» Given task
Count the lines below that contain the string "window", with case counting, and give only that number.

__________________________________________________

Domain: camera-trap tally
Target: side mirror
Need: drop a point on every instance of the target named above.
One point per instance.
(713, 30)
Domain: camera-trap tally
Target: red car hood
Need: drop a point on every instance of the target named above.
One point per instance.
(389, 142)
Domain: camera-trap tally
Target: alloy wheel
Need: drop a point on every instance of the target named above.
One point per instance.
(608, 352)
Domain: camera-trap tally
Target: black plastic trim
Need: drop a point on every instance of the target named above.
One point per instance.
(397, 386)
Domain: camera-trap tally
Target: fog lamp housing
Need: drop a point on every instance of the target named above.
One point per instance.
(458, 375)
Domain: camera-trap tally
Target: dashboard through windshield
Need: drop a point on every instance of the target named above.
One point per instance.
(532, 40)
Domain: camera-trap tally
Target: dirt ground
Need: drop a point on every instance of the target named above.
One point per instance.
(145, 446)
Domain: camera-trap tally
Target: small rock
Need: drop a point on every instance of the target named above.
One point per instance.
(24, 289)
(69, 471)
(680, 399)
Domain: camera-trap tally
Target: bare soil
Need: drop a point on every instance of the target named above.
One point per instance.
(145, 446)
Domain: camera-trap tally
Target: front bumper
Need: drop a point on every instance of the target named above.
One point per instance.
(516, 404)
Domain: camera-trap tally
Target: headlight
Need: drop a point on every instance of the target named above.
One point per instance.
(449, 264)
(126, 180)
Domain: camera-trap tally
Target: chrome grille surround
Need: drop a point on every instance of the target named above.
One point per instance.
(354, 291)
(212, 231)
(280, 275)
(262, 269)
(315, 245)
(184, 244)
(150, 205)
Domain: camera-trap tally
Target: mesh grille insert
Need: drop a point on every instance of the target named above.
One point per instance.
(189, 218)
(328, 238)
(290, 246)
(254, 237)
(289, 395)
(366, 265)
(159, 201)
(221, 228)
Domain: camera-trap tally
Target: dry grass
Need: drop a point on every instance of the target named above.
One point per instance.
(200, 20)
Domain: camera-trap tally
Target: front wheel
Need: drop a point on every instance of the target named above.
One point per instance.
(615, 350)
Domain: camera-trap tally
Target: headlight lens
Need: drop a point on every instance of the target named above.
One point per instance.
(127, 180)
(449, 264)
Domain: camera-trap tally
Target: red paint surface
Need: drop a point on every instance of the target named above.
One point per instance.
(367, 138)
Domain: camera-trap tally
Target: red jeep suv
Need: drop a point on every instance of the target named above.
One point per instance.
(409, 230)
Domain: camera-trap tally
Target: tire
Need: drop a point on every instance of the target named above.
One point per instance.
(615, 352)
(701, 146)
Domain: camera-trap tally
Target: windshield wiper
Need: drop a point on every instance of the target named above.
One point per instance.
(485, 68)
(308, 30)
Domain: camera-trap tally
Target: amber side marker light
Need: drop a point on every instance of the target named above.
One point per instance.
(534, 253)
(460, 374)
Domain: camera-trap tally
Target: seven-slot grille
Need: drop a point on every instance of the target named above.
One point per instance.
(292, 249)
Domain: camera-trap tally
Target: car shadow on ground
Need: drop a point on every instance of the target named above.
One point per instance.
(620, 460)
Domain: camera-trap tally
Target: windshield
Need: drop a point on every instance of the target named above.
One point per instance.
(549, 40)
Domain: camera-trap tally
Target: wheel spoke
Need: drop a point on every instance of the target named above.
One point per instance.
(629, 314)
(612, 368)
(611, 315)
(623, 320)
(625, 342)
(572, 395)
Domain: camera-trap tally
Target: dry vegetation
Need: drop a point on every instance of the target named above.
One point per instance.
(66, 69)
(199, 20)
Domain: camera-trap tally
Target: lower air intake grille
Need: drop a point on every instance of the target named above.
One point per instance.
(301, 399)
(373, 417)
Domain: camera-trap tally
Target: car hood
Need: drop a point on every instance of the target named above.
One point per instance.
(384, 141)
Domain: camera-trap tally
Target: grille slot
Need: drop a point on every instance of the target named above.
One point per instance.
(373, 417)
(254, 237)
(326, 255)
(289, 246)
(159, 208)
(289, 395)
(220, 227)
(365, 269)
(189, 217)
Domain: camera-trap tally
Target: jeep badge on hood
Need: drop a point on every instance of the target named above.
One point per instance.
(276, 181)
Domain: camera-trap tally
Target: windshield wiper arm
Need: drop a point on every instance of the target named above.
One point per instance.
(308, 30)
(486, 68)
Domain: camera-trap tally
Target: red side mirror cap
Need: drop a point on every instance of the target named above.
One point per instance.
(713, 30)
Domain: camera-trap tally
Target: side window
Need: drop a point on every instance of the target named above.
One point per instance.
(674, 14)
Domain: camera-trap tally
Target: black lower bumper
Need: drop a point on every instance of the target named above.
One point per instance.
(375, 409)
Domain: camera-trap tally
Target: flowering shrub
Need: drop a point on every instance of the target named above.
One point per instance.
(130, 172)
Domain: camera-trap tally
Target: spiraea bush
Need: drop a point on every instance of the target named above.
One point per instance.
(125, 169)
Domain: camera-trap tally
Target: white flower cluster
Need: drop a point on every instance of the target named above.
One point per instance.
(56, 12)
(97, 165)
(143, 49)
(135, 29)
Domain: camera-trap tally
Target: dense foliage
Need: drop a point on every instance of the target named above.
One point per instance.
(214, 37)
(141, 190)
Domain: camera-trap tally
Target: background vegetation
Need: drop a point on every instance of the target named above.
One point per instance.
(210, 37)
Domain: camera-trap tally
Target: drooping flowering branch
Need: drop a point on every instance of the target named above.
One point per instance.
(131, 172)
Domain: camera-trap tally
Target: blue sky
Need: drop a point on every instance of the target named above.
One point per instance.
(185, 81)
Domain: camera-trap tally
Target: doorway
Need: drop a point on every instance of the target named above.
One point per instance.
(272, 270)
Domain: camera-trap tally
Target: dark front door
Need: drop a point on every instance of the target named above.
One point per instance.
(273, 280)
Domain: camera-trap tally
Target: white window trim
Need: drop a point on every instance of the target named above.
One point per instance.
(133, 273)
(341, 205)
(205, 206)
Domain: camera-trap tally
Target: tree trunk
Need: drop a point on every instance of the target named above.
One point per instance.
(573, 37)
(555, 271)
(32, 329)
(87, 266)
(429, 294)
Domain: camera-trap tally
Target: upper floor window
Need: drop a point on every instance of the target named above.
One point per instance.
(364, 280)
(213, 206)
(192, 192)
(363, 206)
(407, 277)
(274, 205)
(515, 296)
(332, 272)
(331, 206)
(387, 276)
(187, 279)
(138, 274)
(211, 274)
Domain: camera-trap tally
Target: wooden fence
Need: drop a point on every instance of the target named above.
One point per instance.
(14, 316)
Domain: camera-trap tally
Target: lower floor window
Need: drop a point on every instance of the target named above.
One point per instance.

__________________________________________________

» Answer to this exercise
4